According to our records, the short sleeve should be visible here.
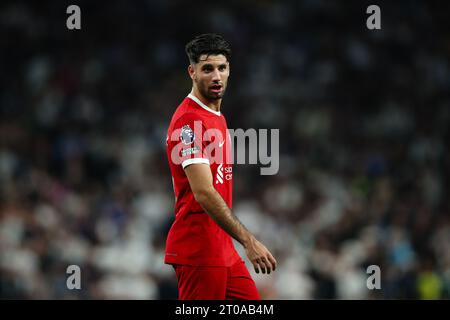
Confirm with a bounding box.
[169,113,210,169]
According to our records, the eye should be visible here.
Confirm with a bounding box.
[203,66,213,72]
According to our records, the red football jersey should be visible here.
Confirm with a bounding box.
[165,94,240,267]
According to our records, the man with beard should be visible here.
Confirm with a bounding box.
[165,34,277,300]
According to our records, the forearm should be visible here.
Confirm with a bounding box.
[195,189,254,247]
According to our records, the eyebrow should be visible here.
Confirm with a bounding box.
[202,63,227,69]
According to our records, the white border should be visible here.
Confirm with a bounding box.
[181,158,209,169]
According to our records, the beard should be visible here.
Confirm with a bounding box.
[196,81,226,100]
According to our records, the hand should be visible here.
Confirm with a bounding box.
[244,237,277,274]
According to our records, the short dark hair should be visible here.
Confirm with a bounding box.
[185,33,231,63]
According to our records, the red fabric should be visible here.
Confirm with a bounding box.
[174,260,261,300]
[164,97,240,267]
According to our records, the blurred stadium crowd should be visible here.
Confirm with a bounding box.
[0,0,450,299]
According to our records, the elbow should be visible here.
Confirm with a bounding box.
[193,188,214,205]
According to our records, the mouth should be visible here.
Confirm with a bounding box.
[209,84,222,93]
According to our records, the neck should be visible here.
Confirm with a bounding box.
[191,87,222,112]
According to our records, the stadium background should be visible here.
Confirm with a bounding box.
[0,0,450,299]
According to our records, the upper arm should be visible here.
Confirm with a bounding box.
[184,163,214,196]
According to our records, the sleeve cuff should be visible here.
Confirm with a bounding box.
[181,158,209,169]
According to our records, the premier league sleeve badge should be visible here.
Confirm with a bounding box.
[180,125,195,145]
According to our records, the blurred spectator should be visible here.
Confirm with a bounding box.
[0,0,450,299]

*-*-*

Change every "should be visible here" in the entries above to "should appear in the image", leaving all other text as it is. Write out the entries again, without the pictures.

● **TASK RESPONSE**:
According to our records, the short sleeve should appear in the image.
Confirm with a bounding box.
[169,113,210,169]
According to our records, the eye should appear in the image.
Confirm with a bounding box.
[203,66,213,72]
According to our records, the red football jersey should appear in the image.
Confirm with a bounding box.
[165,94,240,267]
According to our records, the man with beard should appear in the image.
Confirm with a bounding box.
[165,34,277,300]
According to our records, the forearm should appear in the image.
Confirm with a bounding box.
[195,189,254,247]
According to our records, the eyebrow should appear in the image.
Confirm with a bounding box.
[202,63,227,69]
According to our records, the white border should appear in the image.
Confirm with a bounding box.
[181,158,209,169]
According to our records, the beard should appear in the image.
Confirm with a bounding box.
[196,81,226,100]
According to our records, the hand should appear in the image.
Confirm with a bounding box.
[244,237,277,274]
According to our records, the short dark hair should appear in the image.
Confirm with a bounding box.
[185,33,231,63]
According to our records, the red fabric should appear in the image.
Confirm with a bounding box.
[174,260,261,300]
[164,97,240,267]
According to our records, the blurred stadium crowd should appear in the image.
Confirm with a bounding box.
[0,0,450,299]
According to our records, the elbow should appear in the image.
Confirm with a bounding box.
[193,188,214,205]
According to our records, the mouth should appear in the image.
Confirm with a bounding box.
[209,84,222,93]
According to our records, the neck should appear in the image.
Confirm with a bounding box.
[191,87,222,112]
According to our records, the stadium background should appear in the image.
Confirm with a bounding box.
[0,0,450,299]
According to our records, the upper arm should appear in the image.
Confirm with a bounding box.
[184,163,214,196]
According to our records, the sleeve cuff should appear in the image.
Confirm with a bounding box.
[181,158,209,169]
According to our records, the premier league sleeve badge should appear in the image.
Confirm with a bounding box.
[180,125,195,145]
According to our records, the blurred spectator should appear in the image.
Confirm with a bounding box.
[0,0,450,299]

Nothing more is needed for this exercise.